- [How to complete this task]:
Copy all lines holding the word "hand" from the entries.

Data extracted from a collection

▬▬▬

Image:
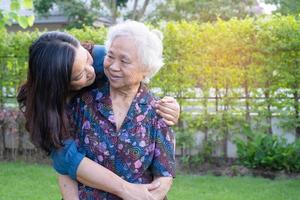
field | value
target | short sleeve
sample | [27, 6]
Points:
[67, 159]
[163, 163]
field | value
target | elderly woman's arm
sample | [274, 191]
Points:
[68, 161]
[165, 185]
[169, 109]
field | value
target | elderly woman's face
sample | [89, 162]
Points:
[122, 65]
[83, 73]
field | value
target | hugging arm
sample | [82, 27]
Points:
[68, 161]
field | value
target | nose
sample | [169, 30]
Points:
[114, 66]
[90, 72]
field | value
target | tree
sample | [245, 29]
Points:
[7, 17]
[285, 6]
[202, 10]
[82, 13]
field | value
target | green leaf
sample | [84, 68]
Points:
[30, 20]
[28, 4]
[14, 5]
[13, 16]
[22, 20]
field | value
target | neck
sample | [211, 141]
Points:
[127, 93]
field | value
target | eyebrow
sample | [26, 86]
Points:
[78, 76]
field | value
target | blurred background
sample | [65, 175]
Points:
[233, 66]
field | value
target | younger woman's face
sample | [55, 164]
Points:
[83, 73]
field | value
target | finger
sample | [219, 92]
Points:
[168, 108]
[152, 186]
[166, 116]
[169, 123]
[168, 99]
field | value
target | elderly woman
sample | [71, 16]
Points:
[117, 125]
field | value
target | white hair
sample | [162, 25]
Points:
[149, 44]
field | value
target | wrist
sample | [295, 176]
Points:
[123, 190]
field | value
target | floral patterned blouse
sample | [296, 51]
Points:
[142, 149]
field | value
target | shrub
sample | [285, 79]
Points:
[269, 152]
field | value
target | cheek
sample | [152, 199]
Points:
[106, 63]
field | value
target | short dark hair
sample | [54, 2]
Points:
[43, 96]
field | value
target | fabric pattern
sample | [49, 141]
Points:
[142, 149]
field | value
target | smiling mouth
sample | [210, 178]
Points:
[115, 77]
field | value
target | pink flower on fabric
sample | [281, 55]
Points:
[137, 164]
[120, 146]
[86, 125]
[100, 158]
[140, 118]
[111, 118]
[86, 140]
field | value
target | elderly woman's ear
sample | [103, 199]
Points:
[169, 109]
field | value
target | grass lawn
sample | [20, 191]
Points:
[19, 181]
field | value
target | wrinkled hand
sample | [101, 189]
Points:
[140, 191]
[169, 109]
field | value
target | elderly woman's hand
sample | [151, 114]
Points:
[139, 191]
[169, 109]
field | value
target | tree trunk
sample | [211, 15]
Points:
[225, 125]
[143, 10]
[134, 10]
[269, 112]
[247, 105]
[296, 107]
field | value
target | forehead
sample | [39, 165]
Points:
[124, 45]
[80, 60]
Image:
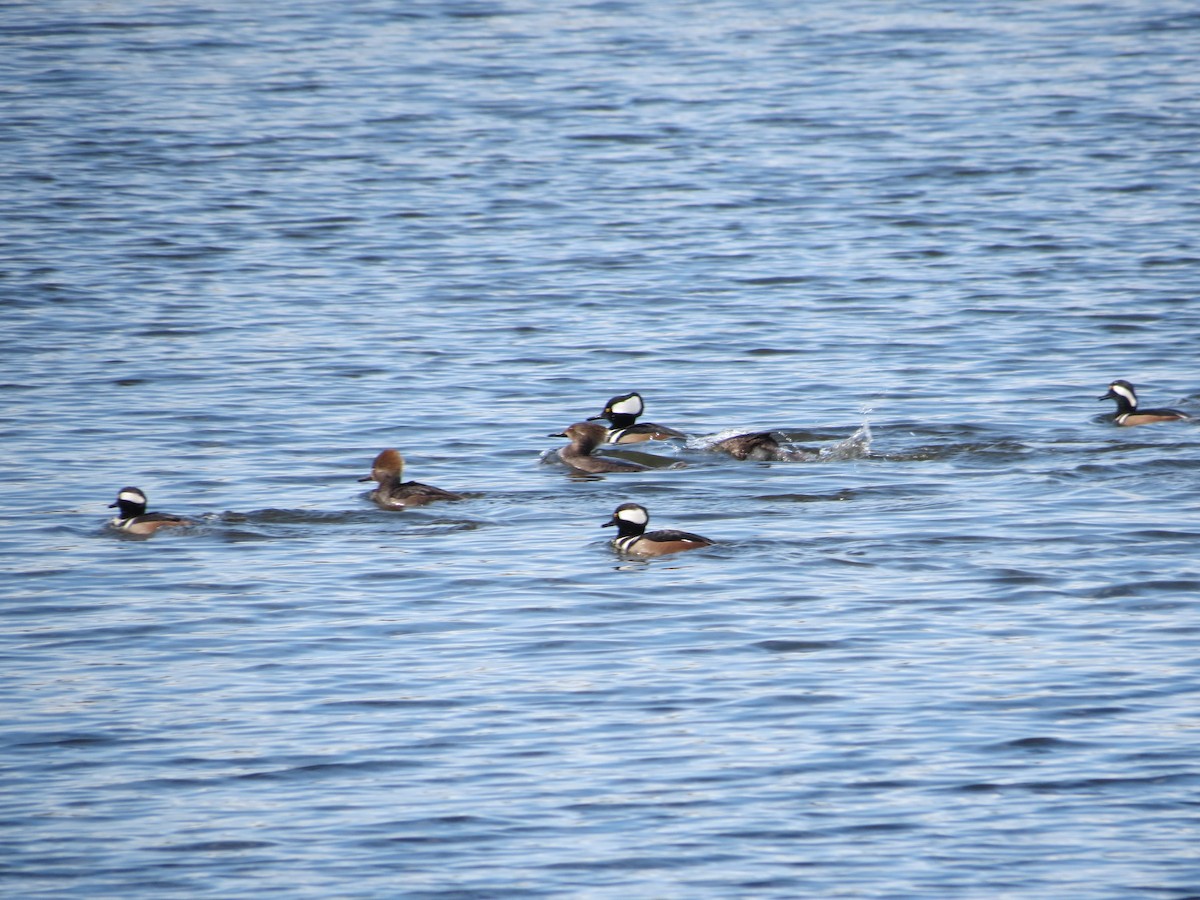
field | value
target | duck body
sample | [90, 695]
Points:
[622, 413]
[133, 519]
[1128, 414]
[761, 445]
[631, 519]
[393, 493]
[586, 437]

▬▬▬

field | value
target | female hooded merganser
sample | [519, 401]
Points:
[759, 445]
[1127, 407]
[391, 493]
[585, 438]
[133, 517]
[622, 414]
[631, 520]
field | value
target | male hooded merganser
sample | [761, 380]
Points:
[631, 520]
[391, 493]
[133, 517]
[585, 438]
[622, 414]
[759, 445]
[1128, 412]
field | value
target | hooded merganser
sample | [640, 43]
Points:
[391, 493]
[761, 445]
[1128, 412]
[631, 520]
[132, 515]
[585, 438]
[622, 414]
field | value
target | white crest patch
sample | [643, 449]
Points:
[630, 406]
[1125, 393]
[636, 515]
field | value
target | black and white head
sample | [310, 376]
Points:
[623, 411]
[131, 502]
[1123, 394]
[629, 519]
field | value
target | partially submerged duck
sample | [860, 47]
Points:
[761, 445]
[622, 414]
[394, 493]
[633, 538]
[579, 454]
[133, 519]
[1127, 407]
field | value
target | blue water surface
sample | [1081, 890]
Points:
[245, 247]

▬▬▬

- [Solution]:
target | wrinkled hand
target | elderly woman's hand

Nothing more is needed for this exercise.